## Text shown
--------
PILLS Act
The PILLS Act establishes two new federal tax incentives to encourage domestic production of generic drugs, biosimilars, and their essential components. First, it creates a generic drugs and biosimilars production credit (Sec. 45BB) that rewards value added in the United States when eligible components used to make approved generic drugs or licensed biosimilars are produced domestically and sold to unrelated parties. The credit rate starts at a base of 30% (with a higher 35% for final production) and can be boosted by a domestic content bonus tied to the share of US-made materials. The credit phases down after 2030. It also includes eligibility rules, documentation requirements, and protections against credits claimed for components produced at certain FDA-warning-letter facilities. Second, it creates a generic drugs and biosimilars investment credit (Sec. 48F) offering a 25% credit of the qualified investment for constructing or upgrading qualified facilities in the US to produce eligible components, with rules on what counts as qualified property, facility ownership, and a termination for projects begun after 2028 (and with the credit applicable to property placed in service after 2026). The act also provides for elective payment and transferability of these credits and makes conforming changes to other tax provisions to accommodate the new credits.
Key Points
- 1Generic drugs and biosimilars production credit (Sec. 45BB)
- 2- Tax credit for each eligible component produced in the U.S. and sold to an unrelated party in the taxable year.
- 3- Base credit percentage of 30%, increased to 35% for the final production of a drug substance, drug product, or biological product.
- 4- Domestic content bonus: credit increases by 0.20 times the domestic content percentage (up to a potential material increase). Documentation and certification rules apply.
- 5- Phase-out: credit for components sold after 2030 scales down (75% in 2031, 50% in 2032, 25% in 2033, 0% after 2033).
- 6- Eligible components include generic drugs, licensed biosimilars, and related materials used in production; excludes certain components from facilities with FDA warning letters lacking a close-out letter.
- 7- Prohibits double-crediting with certain other credits and includes regulatory guidance and definitions (e.g., what counts as “produced in the United States” and “value added”).
- 8Generic drugs and biosimilars investment credit (Sec. 48F)
--------
## Data under study
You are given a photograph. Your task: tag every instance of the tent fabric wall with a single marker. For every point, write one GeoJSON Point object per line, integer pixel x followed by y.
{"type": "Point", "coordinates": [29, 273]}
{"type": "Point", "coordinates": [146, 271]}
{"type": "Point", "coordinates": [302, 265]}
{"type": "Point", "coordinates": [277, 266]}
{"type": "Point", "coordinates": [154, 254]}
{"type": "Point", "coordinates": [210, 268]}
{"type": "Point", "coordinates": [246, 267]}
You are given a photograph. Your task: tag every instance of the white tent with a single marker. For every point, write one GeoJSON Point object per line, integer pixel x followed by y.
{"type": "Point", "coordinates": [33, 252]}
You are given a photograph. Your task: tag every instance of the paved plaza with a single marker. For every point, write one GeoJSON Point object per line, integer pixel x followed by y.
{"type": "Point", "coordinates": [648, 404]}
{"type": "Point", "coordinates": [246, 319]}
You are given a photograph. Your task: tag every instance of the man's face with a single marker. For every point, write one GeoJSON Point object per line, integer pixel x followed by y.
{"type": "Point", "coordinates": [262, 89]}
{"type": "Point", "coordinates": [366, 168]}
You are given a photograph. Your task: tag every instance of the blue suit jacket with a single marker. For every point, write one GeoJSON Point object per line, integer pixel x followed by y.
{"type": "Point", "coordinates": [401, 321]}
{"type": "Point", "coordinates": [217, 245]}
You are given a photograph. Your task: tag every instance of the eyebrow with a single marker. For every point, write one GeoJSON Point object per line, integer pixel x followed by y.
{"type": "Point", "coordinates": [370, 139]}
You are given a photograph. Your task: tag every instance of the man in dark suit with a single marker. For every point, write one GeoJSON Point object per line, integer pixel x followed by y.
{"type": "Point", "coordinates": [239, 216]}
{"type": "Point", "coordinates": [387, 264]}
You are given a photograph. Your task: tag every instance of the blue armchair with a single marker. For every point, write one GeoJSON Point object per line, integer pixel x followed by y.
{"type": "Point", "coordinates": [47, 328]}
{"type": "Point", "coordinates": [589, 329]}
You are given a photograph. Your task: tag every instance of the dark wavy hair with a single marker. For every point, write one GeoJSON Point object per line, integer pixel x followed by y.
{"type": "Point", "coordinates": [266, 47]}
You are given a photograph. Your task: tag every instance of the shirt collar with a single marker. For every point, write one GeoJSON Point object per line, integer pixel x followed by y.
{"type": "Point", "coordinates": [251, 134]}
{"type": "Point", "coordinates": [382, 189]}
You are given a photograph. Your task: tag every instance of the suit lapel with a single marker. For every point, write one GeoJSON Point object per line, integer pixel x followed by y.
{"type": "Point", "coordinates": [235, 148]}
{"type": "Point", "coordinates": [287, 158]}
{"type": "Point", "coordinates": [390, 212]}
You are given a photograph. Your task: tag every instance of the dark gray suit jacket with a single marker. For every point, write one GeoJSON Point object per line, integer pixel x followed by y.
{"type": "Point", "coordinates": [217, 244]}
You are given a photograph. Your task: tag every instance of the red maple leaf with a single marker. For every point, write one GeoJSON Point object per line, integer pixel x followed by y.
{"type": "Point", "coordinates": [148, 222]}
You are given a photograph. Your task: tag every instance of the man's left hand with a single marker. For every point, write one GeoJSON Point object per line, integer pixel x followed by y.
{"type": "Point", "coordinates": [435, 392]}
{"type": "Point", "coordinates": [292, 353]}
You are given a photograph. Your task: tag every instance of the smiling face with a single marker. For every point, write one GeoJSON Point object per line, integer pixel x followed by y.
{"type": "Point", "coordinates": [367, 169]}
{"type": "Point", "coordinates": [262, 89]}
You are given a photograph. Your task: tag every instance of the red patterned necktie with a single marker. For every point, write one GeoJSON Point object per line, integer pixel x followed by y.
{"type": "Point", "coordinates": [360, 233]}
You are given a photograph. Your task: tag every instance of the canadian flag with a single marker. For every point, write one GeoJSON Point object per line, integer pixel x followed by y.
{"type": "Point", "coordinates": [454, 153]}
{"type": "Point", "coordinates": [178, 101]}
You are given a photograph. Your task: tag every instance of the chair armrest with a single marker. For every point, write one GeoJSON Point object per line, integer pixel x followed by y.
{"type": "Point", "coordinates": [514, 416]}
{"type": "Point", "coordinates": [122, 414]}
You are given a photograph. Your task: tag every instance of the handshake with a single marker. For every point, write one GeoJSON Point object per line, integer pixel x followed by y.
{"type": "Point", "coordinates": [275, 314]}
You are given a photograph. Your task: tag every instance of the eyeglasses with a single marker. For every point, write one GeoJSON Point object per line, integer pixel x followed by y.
--------
## What you should do
Please pick up the PILLS Act summary after its last heading and write the next part. The lines above aren't needed for anything here.

## Task response
- 9- 25% credit of the qualified investment for qualified facilities that produce eligible components.
- 10- Qualified property must be tangible, depreciation-allowable, constructed or acquired for use in the facility, and used as part of the facility to produce eligible components.
- 11- Qualified facility must be located in the United States and primarily produce eligible components.
- 12- Credit is limited to property placed in service after 12/31/2026; construction for property begun after 12/31/2028 does not qualify.
- 13- Includes coordination with rehabilitation credits and other tax rules; regulatory guidance required.
- 14Elective payment and credit transfer
- 15- Taxpayers may elect to treat the generic drugs and biosimilars credits as eligible for elective payment, subject to the rules for other credits.
- 16- Credits can be transferred/allocated to other entities under specified terms, with cross-references to existing transfer rules.
- 17Eligibility and definitional scope
- 18- Eligible taxpayer must not be a foreign entity of concern.
- 19- Clear definitions for “approved generic drug,” “licensed biosimilar,” “drug substance,” and “drug product.”
- 20- “Produced in the United States” defined to require all production of the component to occur in the U.S.
- 21Effective date and regulatory authority
- 22- Sec. 45BB applies to generic drugs and biologics produced after enactment.
- 23- Sec. 48F applies to property placed in service after 12/31/2026, with a construction-start cutoff of 12/31/2028.
- 24- Secretary authorized to issue regulations and guidance to implement the credits.